Referring expression data
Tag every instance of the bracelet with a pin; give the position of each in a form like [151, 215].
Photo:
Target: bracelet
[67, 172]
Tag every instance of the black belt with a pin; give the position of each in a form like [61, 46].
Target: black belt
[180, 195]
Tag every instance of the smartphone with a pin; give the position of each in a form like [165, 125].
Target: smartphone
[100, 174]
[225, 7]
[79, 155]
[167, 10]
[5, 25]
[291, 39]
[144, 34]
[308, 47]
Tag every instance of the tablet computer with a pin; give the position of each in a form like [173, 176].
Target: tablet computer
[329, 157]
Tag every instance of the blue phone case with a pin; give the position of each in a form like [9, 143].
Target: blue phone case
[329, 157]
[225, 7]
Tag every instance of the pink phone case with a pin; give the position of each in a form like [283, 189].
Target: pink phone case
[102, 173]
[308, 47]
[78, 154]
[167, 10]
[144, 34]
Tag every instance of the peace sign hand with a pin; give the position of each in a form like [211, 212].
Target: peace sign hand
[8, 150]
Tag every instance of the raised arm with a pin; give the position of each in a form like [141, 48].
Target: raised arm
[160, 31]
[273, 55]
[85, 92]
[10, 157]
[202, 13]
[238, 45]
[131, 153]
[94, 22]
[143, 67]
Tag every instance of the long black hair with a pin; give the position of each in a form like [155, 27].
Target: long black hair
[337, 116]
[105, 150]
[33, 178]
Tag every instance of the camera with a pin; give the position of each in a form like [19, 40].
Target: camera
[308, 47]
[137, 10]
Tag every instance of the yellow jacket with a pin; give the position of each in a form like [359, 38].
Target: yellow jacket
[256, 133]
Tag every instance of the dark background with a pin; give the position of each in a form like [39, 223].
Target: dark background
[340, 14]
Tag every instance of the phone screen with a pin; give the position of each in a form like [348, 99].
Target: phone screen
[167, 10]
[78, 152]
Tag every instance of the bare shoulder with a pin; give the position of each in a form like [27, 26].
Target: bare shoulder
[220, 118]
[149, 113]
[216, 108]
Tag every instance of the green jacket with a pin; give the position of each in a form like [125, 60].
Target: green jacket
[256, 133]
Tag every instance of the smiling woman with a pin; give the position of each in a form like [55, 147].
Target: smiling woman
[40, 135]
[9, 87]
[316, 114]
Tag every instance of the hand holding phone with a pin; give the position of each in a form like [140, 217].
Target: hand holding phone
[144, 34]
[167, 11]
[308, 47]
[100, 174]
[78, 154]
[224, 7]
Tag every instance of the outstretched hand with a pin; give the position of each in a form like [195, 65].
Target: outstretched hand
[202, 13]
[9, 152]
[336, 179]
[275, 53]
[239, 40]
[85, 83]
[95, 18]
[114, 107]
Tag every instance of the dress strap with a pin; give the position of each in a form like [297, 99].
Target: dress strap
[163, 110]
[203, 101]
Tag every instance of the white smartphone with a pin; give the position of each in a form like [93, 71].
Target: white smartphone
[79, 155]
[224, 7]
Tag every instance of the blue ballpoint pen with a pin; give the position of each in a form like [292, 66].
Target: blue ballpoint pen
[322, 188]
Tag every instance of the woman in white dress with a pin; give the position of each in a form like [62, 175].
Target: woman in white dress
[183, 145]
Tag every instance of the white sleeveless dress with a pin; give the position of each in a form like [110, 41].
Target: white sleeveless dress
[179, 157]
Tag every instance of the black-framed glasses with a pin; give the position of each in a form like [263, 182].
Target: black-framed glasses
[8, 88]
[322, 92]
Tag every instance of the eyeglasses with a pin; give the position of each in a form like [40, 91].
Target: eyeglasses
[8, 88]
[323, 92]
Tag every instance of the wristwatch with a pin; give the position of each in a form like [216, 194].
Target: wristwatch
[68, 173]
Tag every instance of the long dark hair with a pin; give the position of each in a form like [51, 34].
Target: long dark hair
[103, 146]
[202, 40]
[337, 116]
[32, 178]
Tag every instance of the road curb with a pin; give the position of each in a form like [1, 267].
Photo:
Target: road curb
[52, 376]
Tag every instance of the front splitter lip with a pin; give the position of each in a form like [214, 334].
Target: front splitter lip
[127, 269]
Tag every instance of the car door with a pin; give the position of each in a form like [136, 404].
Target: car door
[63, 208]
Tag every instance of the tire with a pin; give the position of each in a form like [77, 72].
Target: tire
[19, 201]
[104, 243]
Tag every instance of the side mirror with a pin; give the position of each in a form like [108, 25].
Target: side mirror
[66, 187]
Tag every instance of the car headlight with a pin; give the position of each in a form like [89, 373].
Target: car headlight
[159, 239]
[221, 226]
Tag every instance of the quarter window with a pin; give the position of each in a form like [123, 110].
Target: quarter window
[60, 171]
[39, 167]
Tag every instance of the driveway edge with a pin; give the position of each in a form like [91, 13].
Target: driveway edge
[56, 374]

Work to complete
Retype the records above in full, exactly.

Task solution
Tag every instance of the bracelet with a pin; give the position of each in a form like [151, 215].
Photo:
Target: bracelet
[67, 172]
Tag every instance of the black belt with a pin; give the position of each in a form like [61, 46].
Target: black belt
[180, 195]
Tag every instance of the smartphone with a pin; give the position of each in a form like [165, 125].
Target: smartphone
[100, 174]
[225, 7]
[79, 155]
[167, 10]
[5, 25]
[291, 39]
[144, 34]
[308, 47]
Tag every instance of the tablet computer with a pin; give the position of each in a form like [173, 176].
Target: tablet computer
[329, 157]
Tag every instance of the blue phone case with a pin; give the position of each in a form like [9, 143].
Target: blue phone case
[329, 157]
[225, 7]
Tag every instance of the pink phone case with a pin; give the position of each in a form like [283, 189].
Target: pink phone case
[102, 173]
[308, 47]
[78, 154]
[167, 10]
[144, 34]
Tag every instance of the peace sign hand with a pin; give the position of each in a form like [211, 212].
Target: peace sign hand
[8, 150]
Tag every instance of the raised arm with a pin; give the position of each in a form like [141, 48].
Target: raised arm
[160, 31]
[273, 55]
[85, 92]
[10, 157]
[202, 13]
[238, 45]
[131, 153]
[94, 22]
[143, 67]
Tag every instance of the long black hair with a pin; give the position of each in a form like [155, 27].
Target: long black hair
[337, 116]
[105, 150]
[33, 178]
Tag every instance of the camera with a pin; give the position of each in a form like [19, 40].
Target: camera
[308, 47]
[137, 10]
Tag every instance of the yellow jacket with a pin; give the position of each in a form like [359, 38].
Target: yellow jacket
[256, 133]
Tag every instance of the dark background with a pin; give the position of each in a form like [39, 223].
Target: dark background
[340, 14]
Tag every instance of the phone screen with a pin; give the position of each in a form like [348, 99].
Target: phone screen
[167, 10]
[78, 152]
Tag every instance of the bare shoulder with a pin; give the position of each in a form like [27, 26].
Target: bare shoulder
[220, 118]
[149, 113]
[216, 108]
Tag every instance of the green jacket with a pin; give the position of each in a form like [125, 60].
Target: green jacket
[256, 133]
Tag every instance of the smiling woman with a pin; give the position of each in a form like [55, 147].
Target: smiling woman
[40, 135]
[9, 87]
[316, 114]
Tag every instance of the hand holding phone with a pin; give the position of each in a form like [140, 217].
Target: hand holding phone
[144, 34]
[167, 11]
[308, 47]
[100, 174]
[78, 154]
[224, 7]
Tag every instance of the outstretched hand with a pin; give the position of each in a form like [195, 65].
Target: outstretched hand
[202, 13]
[9, 152]
[336, 179]
[275, 53]
[239, 40]
[85, 83]
[95, 18]
[114, 107]
Tag every instance of the dress strap with a pin; give the position of each in a form like [297, 99].
Target: dress strap
[163, 110]
[203, 101]
Tag every instance of the white smartphone with a pin; give the position of each in a form like [93, 71].
Target: white smartphone
[79, 155]
[224, 7]
Tag every instance of the blue ballpoint pen with a pin; give the position of each in a form like [292, 66].
Target: blue ballpoint pen
[322, 188]
Tag every instance of the woman in white dress with a pin; give the position of each in a form like [62, 175].
Target: woman in white dress
[183, 145]
Tag every instance of the white sleeveless dress with a pin; give the position of each in a form like [110, 41].
Target: white sleeveless dress
[179, 157]
Tag every instance of the black-framed glasses with a pin; give the position of each in a form like [263, 182].
Target: black-framed glasses
[8, 88]
[322, 92]
Tag every instance of the eyeglasses with a pin; give the position of each in a form like [40, 91].
Target: eyeglasses
[8, 88]
[323, 92]
Tag every instance of the wristwatch with a pin; give the position of each in a form like [216, 194].
Target: wristwatch
[68, 173]
Tag every instance of the long dark hair with a pin; give the position of each in a form like [51, 34].
Target: long dark hair
[103, 146]
[202, 40]
[337, 116]
[32, 178]
Tag every instance of the road curb with a pin; give the position of each in a form like [1, 267].
Photo:
Target: road curb
[52, 376]
Tag every instance of the front splitter lip with a pin; give the position of each in a form like [214, 334].
Target: front splitter lip
[127, 269]
Tag every instance of the car door with a pin; give the position of each in a form like [136, 404].
Target: car door
[63, 208]
Tag every instance of the tire with a pin; give the position of each in a form like [77, 72].
Target: tire
[19, 201]
[104, 243]
Tag every instance of the side mirror with a pin; give the position of each in a form like [108, 25].
Target: side mirror
[66, 187]
Tag every instance of the car headlight with a pin; give the position of each in a form like [89, 373].
Target: car headlight
[159, 239]
[221, 226]
Tag every instance of the quarter window with a pin; give the position of each in a form like [123, 110].
Target: quarter window
[60, 171]
[39, 167]
Tag every instance of the driveway edge with a pin; give the position of each in a form like [91, 13].
Target: driveway edge
[56, 374]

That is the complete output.